[Extracted data entries]
BEGIN

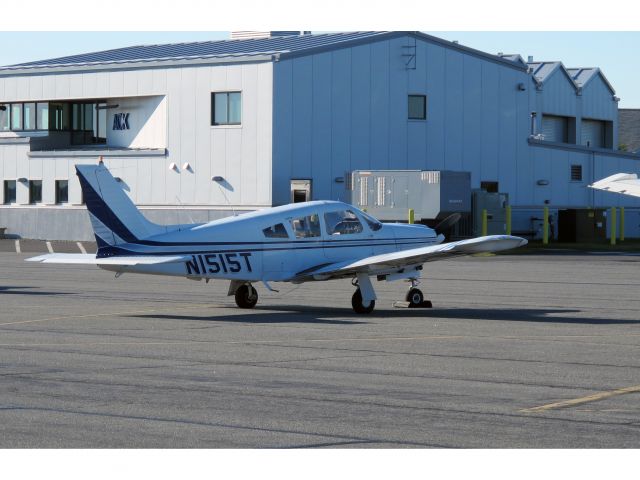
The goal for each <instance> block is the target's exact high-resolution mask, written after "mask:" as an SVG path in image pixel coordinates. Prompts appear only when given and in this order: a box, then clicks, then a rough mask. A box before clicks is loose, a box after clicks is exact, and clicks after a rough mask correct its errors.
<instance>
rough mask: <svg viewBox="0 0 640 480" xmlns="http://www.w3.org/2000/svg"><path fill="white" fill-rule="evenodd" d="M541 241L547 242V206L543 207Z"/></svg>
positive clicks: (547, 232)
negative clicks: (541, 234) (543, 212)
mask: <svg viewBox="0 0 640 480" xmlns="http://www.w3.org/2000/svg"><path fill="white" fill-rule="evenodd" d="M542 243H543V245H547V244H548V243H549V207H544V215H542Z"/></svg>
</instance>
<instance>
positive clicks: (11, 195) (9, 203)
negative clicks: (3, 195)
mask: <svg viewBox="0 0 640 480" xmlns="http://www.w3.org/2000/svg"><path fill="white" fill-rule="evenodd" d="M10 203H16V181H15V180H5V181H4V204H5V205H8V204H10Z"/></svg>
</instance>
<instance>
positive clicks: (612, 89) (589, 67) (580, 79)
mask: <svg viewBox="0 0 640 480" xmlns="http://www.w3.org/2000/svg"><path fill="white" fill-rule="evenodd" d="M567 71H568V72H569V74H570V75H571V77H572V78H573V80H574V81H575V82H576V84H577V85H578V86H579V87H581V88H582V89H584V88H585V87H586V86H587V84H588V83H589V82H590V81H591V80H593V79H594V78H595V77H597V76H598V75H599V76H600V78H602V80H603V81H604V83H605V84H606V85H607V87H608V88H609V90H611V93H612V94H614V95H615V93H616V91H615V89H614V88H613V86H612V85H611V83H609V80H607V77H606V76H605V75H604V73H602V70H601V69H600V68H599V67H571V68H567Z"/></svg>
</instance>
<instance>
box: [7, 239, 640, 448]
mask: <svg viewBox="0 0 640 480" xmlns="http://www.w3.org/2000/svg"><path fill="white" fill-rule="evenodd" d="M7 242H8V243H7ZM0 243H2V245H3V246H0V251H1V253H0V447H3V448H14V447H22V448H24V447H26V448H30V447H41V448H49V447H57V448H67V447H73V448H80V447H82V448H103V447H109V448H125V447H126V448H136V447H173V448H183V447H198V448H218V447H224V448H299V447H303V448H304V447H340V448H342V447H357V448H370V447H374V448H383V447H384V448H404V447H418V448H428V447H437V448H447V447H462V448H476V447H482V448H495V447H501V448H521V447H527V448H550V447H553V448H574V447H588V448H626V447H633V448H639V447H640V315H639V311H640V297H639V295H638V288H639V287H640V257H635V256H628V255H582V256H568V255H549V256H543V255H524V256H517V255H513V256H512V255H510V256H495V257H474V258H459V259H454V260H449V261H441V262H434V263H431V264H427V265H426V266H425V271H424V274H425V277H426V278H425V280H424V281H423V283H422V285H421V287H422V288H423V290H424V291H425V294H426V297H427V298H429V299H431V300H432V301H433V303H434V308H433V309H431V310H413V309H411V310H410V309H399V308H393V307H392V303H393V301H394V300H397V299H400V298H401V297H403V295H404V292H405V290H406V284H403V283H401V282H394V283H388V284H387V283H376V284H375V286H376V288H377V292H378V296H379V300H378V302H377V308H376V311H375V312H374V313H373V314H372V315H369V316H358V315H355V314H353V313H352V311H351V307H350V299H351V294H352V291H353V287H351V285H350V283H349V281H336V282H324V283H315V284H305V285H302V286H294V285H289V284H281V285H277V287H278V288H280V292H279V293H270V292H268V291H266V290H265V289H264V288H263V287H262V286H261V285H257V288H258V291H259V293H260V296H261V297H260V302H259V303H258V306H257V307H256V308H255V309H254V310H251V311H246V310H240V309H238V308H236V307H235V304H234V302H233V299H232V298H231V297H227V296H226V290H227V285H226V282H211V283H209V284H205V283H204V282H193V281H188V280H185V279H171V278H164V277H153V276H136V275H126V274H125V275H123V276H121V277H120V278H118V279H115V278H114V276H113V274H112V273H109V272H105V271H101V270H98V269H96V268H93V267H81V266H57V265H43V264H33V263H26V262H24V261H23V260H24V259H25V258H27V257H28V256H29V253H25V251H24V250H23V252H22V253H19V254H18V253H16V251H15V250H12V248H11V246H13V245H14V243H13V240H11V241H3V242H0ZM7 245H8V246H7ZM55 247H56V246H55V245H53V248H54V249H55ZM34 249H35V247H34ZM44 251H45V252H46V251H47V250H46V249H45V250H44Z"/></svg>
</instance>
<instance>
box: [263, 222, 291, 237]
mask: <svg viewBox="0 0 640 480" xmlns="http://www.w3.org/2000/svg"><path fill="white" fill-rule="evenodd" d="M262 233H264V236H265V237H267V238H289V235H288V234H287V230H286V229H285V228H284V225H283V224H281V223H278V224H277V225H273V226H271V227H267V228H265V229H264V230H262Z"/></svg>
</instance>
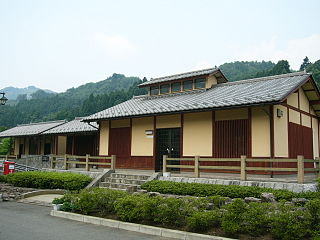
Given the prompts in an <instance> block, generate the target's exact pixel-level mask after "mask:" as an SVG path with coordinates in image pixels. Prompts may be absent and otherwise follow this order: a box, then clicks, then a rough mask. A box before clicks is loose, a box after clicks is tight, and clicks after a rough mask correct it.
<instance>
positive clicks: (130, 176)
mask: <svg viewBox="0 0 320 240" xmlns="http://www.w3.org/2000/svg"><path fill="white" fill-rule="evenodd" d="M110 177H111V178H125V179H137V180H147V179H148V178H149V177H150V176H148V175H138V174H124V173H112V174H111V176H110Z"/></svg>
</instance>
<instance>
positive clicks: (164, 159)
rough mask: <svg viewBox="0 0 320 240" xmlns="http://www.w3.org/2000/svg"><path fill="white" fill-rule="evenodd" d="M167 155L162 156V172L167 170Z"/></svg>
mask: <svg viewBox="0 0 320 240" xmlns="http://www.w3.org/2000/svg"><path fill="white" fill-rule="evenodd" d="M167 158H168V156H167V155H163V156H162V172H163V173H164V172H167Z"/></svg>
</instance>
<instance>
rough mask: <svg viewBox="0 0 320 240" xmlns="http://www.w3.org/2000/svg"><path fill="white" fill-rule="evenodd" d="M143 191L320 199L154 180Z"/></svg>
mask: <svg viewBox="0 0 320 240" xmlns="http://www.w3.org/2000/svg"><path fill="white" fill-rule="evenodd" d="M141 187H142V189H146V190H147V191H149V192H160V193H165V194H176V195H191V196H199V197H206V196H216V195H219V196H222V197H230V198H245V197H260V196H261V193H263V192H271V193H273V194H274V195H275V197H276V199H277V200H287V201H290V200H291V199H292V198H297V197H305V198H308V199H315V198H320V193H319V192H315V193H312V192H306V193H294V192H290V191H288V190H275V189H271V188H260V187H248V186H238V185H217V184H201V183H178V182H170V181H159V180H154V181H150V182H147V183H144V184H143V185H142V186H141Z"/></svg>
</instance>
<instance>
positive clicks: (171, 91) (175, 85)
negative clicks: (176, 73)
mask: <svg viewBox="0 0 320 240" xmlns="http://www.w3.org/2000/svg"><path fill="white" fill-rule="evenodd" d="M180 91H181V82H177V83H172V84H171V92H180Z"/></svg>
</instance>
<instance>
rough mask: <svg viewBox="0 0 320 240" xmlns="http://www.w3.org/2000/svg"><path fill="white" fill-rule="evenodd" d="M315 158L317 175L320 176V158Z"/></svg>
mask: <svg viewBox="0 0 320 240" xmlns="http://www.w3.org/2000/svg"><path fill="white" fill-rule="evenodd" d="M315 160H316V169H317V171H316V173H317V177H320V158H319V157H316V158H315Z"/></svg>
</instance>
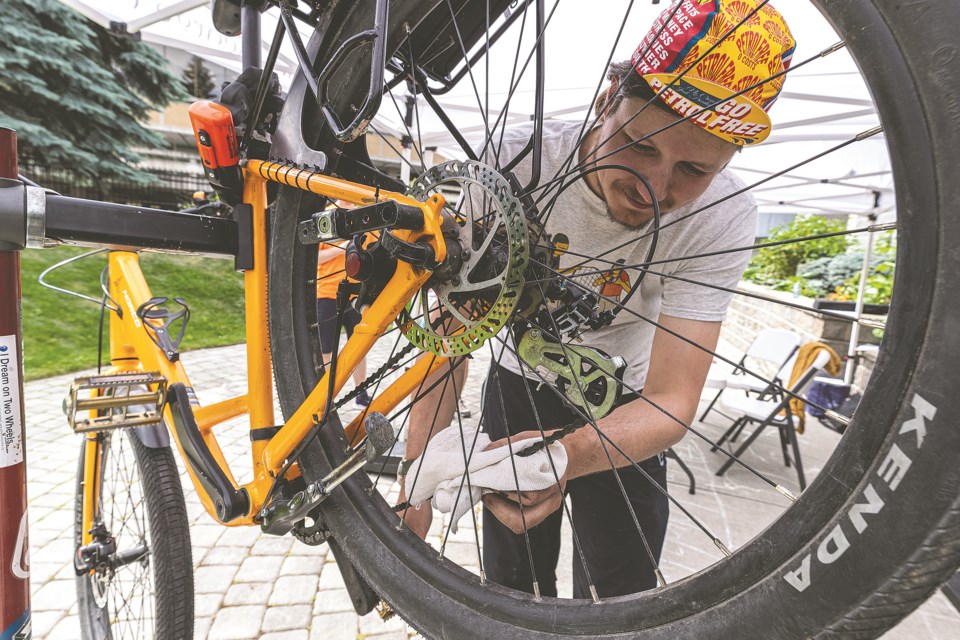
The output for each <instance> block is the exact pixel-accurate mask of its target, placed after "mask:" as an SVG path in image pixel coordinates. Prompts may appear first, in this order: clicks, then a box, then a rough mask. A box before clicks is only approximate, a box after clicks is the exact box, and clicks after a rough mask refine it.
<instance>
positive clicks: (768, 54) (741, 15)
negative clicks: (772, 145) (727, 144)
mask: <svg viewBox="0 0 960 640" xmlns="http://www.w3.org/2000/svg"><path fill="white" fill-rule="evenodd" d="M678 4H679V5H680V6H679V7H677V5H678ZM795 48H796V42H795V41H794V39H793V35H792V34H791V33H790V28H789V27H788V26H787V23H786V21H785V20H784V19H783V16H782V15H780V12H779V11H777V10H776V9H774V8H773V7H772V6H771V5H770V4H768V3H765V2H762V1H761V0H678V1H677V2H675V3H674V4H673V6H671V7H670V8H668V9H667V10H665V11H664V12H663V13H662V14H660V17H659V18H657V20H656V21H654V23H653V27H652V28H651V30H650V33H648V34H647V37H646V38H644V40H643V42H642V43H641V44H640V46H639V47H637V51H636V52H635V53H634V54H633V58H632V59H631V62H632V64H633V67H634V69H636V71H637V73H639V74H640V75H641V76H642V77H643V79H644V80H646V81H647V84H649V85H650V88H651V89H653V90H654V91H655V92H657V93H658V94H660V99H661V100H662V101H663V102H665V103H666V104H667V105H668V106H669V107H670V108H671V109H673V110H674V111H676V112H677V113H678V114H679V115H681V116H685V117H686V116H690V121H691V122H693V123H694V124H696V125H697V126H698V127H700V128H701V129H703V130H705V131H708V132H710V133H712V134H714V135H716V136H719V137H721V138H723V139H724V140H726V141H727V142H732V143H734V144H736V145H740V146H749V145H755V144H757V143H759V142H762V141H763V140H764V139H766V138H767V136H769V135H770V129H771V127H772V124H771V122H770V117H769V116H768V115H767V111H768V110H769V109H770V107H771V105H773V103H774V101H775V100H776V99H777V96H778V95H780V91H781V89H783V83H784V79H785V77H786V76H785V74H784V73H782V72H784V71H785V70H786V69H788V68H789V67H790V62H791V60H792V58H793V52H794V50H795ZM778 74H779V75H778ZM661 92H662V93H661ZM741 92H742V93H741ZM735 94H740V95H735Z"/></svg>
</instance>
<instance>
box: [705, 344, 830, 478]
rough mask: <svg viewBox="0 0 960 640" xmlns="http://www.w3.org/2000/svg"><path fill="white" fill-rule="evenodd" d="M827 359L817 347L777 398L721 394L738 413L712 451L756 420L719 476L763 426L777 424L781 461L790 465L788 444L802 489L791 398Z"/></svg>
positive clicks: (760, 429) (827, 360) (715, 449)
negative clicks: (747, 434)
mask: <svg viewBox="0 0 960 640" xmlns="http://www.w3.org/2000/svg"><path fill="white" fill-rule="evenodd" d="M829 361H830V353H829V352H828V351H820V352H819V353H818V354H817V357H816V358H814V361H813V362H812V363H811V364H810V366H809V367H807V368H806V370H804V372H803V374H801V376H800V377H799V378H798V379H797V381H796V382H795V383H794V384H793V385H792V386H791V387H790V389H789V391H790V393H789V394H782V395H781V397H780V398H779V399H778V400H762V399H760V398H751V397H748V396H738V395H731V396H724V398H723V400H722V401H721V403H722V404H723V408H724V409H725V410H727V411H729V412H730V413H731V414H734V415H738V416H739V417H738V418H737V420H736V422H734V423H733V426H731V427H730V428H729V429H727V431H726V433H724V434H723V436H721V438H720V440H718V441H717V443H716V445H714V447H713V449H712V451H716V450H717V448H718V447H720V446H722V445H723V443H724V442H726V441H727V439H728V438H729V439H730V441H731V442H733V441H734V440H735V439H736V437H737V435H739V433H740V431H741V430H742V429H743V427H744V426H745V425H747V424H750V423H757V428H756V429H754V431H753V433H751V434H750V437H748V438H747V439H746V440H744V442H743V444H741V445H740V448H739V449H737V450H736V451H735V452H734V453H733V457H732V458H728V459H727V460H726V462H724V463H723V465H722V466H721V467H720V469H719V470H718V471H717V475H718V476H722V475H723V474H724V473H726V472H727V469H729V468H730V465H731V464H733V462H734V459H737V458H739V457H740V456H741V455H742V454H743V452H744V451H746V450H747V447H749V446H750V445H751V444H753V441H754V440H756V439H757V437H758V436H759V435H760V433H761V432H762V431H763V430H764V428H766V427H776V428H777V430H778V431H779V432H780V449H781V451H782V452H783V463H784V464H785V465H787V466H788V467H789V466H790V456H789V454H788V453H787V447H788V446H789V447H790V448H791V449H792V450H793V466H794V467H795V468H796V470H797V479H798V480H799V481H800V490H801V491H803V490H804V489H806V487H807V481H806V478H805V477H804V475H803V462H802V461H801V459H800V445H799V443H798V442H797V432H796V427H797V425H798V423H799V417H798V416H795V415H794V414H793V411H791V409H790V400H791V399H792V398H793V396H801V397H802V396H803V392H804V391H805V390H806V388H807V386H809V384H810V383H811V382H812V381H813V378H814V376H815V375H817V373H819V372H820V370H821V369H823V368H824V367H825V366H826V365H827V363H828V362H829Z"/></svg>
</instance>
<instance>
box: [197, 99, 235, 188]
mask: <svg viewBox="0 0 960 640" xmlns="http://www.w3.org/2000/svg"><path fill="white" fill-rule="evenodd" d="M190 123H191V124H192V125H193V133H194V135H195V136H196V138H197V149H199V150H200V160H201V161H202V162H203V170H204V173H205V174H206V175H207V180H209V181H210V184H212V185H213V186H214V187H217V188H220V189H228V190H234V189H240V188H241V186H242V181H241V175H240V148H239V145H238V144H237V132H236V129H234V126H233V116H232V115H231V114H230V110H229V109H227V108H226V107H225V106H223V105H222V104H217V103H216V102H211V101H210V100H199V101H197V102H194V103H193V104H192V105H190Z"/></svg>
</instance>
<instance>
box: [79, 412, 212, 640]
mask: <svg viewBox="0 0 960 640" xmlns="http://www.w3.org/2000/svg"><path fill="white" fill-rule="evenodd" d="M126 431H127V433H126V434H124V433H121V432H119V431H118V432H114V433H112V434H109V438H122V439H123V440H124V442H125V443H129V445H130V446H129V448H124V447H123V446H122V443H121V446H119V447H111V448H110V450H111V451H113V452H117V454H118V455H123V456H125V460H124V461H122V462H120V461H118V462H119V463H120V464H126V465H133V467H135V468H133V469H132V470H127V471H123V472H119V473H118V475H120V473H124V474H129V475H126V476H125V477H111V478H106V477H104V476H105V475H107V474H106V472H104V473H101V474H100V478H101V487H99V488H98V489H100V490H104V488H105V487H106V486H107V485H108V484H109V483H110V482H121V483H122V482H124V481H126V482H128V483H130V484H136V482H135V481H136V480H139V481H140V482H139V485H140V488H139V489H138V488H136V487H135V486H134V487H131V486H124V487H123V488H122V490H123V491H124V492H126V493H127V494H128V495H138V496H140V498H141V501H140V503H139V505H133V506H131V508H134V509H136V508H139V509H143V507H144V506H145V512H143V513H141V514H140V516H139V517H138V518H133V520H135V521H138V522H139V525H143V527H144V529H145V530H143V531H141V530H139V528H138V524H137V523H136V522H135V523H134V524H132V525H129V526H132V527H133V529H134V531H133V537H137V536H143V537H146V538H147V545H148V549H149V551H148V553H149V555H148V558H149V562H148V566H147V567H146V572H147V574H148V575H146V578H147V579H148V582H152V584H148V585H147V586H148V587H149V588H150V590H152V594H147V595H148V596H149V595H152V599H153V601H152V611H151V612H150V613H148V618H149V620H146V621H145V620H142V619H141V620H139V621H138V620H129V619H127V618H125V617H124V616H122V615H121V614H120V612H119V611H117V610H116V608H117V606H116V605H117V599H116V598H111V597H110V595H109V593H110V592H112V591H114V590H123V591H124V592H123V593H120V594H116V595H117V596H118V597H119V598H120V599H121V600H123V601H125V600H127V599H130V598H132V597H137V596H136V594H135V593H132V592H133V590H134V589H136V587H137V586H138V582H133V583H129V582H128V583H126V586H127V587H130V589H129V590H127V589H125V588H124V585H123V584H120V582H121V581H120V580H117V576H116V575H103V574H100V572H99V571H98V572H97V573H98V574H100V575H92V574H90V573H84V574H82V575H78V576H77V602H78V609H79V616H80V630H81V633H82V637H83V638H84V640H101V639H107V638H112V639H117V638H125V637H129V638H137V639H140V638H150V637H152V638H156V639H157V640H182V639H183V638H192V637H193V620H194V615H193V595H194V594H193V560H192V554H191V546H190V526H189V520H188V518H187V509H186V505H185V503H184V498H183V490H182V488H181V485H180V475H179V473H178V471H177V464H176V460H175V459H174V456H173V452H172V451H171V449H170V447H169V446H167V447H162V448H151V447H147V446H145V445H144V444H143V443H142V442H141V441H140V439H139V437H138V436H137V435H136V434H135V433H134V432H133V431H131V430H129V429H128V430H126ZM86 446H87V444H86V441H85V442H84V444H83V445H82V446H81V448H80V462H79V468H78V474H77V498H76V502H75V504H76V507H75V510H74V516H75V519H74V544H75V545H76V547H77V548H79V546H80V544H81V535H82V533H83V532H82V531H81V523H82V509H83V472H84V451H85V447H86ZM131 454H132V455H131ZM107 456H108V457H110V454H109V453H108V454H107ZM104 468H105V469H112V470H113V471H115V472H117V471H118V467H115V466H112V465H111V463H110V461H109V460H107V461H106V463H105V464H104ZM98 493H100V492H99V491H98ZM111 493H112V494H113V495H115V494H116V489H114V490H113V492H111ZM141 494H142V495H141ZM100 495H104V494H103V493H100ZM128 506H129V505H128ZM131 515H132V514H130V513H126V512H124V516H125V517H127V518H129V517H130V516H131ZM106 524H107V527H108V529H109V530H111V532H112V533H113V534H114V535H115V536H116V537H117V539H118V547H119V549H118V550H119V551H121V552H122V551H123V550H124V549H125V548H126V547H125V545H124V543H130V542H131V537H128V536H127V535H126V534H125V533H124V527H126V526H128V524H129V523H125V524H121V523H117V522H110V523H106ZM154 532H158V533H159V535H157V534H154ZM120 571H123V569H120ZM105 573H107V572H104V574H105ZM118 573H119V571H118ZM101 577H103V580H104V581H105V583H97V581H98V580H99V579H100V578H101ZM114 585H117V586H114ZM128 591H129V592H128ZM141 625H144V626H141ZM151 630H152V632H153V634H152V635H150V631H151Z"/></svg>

END

Work to be completed. List each line from the entries above that contains the string "loose". Case counts.

Exercise solution.
The goal for each <instance> block is the target's exact high-resolution mask, written after "mask:" as an SVG path in image pixel coordinates. Prompts appear only when given and in this order: a box, then clicks, then a rough mask. A box before clicks is loose, a box after clicks is exact, and clicks after a rough mask correct its errors.
Given the prompts in an <instance> block, generate the target's exact pixel-level mask after "mask:" as an SVG path with coordinates in image pixels. Prompts may be absent and otherwise follow this order: a box, then clicks, then a rough mask. A box before clicks is loose, a box after clicks is tight, and clicks after a rough mask correct it.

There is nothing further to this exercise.